# EXTRAIT CHOISI
---

Je suis d'accord avec Laurent Mauduit, il y a un problème de respiration. Comment voulez-vous qu'une démocratie fonctionne quand ce sont les mêmes qui décident, qui alertent, qui sanctionnent et qui conseillent ? Je le répète, il y a une trop forte endogamie. Une démocratie doit avancer grâce à la confrontation de pensées diverses.
Je suis d'accord pour dire que tous les organismes placés auprès du Gouvernement pour le conseiller obéissent aux mêmes schémas. Le conseil d'analyse économique créé par Jospin était, lui, un peu plus divers, avec des profils économiques variés.
Pour revenir à Harvard, les étudiants qui arrivent ont déjà choisi leur métier dans la fonction publique et ils suivent les cours correspondant à la spécialité choisie (urbanisme, diplomatie, économie). Cela fait d'eux des fonctionnaires tout à fait compétents. À l'ENA, c'est un peu le hasard qui détermine les affectations. En plus, les fonctionnaires ne restent pas en poste assez longtemps pour acquérir une véritable expertise. La première chose qu'a faite Édouard Philippe en arrivant au Conseil d'État, c'est de se demander où il pourrait atterrir politiquement. Cela n'est pas sain.
La formation de nos hauts fonctionnaires est à revoir, en mettant l'accent sur le choix des métiers, sur la formation permanente et sur la diversité des formateurs.
Pensez-vous qu'il y a une accélération du phénomène ? Les pantouflages sont-ils plus précoces, avec plus d'allers-retours ?
Oui, on part beaucoup plus tôt. Les entreprises ont besoin de jeunes rompus aux nouvelles technologies de l'information.
Le phénomène, en quantité, n'est pas marginal, notamment à l'inspection générale des finances, mais, aujourd'hui, je crois que le problème se pose plus pour le Conseil d'État, où les fonctionnaires font fréquemment des allers-retours. Il y a aussi le corps des mines, qui est très touché.
Mais l'exemple le plus flagrant vient d'en haut, avec le Président de la République et son Premier ministre. C'est la première fois dans l'histoire de la Ve République que le Président de la République vient de la haute fonction publique et a fait un séjour dans une banque d'affaires, où l'on atterrit le plus souvent pour monnayer son carnet d'adresses. Idem pour le Premier ministre, conseiller d'État qui a été avocat d'affaires puis lobbyiste.
Les statistiques sont sur la table. L'historienne de Bercy, Nathalie Carré de Malberg, a fait un travail formidable sur le sujet.
Ce qui m'apparaît très nouveau, c'est l'effacement presque total de la frontière public-privé, avec l'inflation des rétropantouflages.

---

# LISTE
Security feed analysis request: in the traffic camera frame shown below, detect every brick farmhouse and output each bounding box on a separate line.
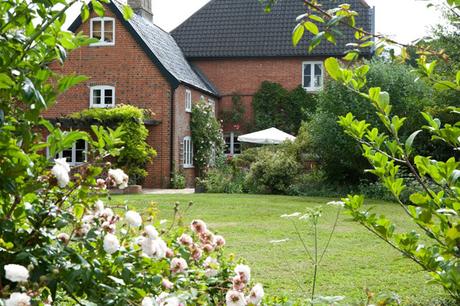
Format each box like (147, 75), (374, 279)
(45, 0), (374, 188)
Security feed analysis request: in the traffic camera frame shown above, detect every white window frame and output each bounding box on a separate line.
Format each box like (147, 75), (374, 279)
(89, 17), (115, 47)
(185, 89), (192, 113)
(208, 98), (216, 115)
(226, 132), (243, 156)
(46, 140), (88, 166)
(302, 61), (324, 91)
(182, 136), (193, 168)
(89, 85), (115, 108)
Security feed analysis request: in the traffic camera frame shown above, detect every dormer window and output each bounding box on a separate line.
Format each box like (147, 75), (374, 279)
(89, 85), (115, 108)
(302, 62), (324, 91)
(90, 17), (115, 46)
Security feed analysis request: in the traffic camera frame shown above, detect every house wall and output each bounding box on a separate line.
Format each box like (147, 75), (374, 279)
(192, 57), (324, 132)
(173, 85), (217, 187)
(44, 9), (172, 188)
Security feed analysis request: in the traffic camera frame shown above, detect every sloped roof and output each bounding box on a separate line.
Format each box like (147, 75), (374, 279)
(69, 1), (218, 96)
(171, 0), (373, 58)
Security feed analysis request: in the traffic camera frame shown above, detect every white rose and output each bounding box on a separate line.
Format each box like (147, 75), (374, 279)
(5, 292), (31, 306)
(125, 210), (142, 227)
(4, 264), (29, 282)
(51, 158), (70, 188)
(104, 234), (120, 254)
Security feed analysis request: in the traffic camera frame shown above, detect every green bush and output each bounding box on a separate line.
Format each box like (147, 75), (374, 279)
(70, 105), (157, 184)
(245, 148), (300, 194)
(304, 60), (433, 184)
(252, 81), (315, 134)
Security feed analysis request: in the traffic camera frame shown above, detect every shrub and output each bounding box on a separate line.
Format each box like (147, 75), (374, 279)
(252, 81), (315, 134)
(70, 105), (157, 184)
(190, 100), (224, 177)
(245, 149), (300, 194)
(305, 60), (433, 184)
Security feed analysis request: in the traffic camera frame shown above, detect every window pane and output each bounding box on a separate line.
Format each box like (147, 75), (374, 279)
(303, 64), (311, 87)
(92, 20), (102, 39)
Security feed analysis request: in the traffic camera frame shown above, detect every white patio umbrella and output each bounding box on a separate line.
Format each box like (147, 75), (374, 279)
(238, 128), (295, 144)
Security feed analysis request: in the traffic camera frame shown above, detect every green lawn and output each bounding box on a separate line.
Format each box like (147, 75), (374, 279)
(112, 194), (446, 305)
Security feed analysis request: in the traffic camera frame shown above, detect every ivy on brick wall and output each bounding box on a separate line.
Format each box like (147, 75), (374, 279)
(70, 105), (157, 184)
(252, 81), (316, 135)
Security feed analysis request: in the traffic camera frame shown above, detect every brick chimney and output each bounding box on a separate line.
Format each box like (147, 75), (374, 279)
(128, 0), (153, 22)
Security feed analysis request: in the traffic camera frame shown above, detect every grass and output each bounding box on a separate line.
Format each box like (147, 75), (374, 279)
(112, 194), (446, 305)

---

# PROBLÈME À RÉSOUDRE
Retapez à l'identique le passage de l'extrait sur le pantouflage des hauts fonctionnaires qui commence aux mots « Pour revenir à » et s'arrête après les mots « diversité des formateurs. ».

# RÉPONSE ATTENDUE
Pour revenir à Harvard, les étudiants qui arrivent ont déjà choisi leur métier dans la fonction publique et ils suivent les cours correspondant à la spécialité choisie (urbanisme, diplomatie, économie). Cela fait d'eux des fonctionnaires tout à fait compétents. À l'ENA, c'est un peu le hasard qui détermine les affectations. En plus, les fonctionnaires ne restent pas en poste assez longtemps pour acquérir une véritable expertise. La première chose qu'a faite Édouard Philippe en arrivant au Conseil d'État, c'est de se demander où il pourrait atterrir politiquement. Cela n'est pas sain.
La formation de nos hauts fonctionnaires est à revoir, en mettant l'accent sur le choix des métiers, sur la formation permanente et sur la diversité des formateurs.